TASK REQUIREMENTS -
1. Answer these questions using the text on Robbe-Grillet and "Last Year at Marienbad":
(a) Who collaborated with Robbe-Grillet on "Last Year at Marienbad"?
(b) According to Mark Harris, after how many minutes does the film frustrate anyone hoping for answers?
(c) Which Hitchcock film did P. Adams Sitney compare it to?
2. From the text on Robbe-Grillet and "Last Year at Marienbad," reproduce word for word the part that opens with the words containing "Marienbad (as well" and closes with "surrender yourself to.".

[SELECTED TEXT — start]

Lame-ass headline aside ("He Was Nouveau When It Was New"... oh, NYT editors, you're so damn clever), it's a good overview of Robbe-Grillet's work as a writer. The later section of the piece examines the influence of
Last Year at Marienbad, his '62 collaboration with Alain Resnais, which is well worth tracking down -- that is, if you have a taste for 60s-era arty-farty films.
Marienbad (as well as Resnais' earlier film
Hiroshima mon amour), is basically the modern template for the pretentious art film, but if you're game, there are few better pieces of willfully demanding art to surrender yourself to.
A dreamlike, fragmented narrative, “Last Year at Marienbad” opened in New York in 1962. The style, “with its use of glamorous, glazed-looking actors framed in mannerist poses within the glittering, implicitly decadent mirrored salons of a luxe European hotel, may no longer dazzle audiences that have seen it cribbed (and spoofed) by countless perfume ads and rock videos,” Mark Harris wrote in The New York Times last month. But its “nightmarishly looping, repetitive semi-narrative, drenched in incantatory voice-over and toxically discordant organ music, is as disturbing as ever and retains its power to frustrate anybody who hopes to shake loose some answers after 93 minutes.”
In an interview, P. Adams Sitney, a Princeton film professor, called the film “an extremely abstract version” of Hitchcock’s “Vertigo,” in which a woman “disappears and maybe dies and yet transmographies into the land of the Nouveau Roman.” In his view, “the combination of Robbe-Grillet’s literary prestige and the innovative nature of ‘Marienbad’ was perfect for that moment in the history of taste.”

[SELECTED TEXT — finish]
[THE DATA — start]

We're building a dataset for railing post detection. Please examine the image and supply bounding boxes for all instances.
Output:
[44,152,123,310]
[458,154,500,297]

[THE DATA — finish]

RESPONSES FOR EACH TASK -
1.
(a) Alain Resnais
(b) 93 minutes
(c) "Vertigo"

2.
Marienbad (as well as Resnais' earlier film
Hiroshima mon amour), is basically the modern template for the pretentious art film, but if you're game, there are few better pieces of willfully demanding art to surrender yourself to.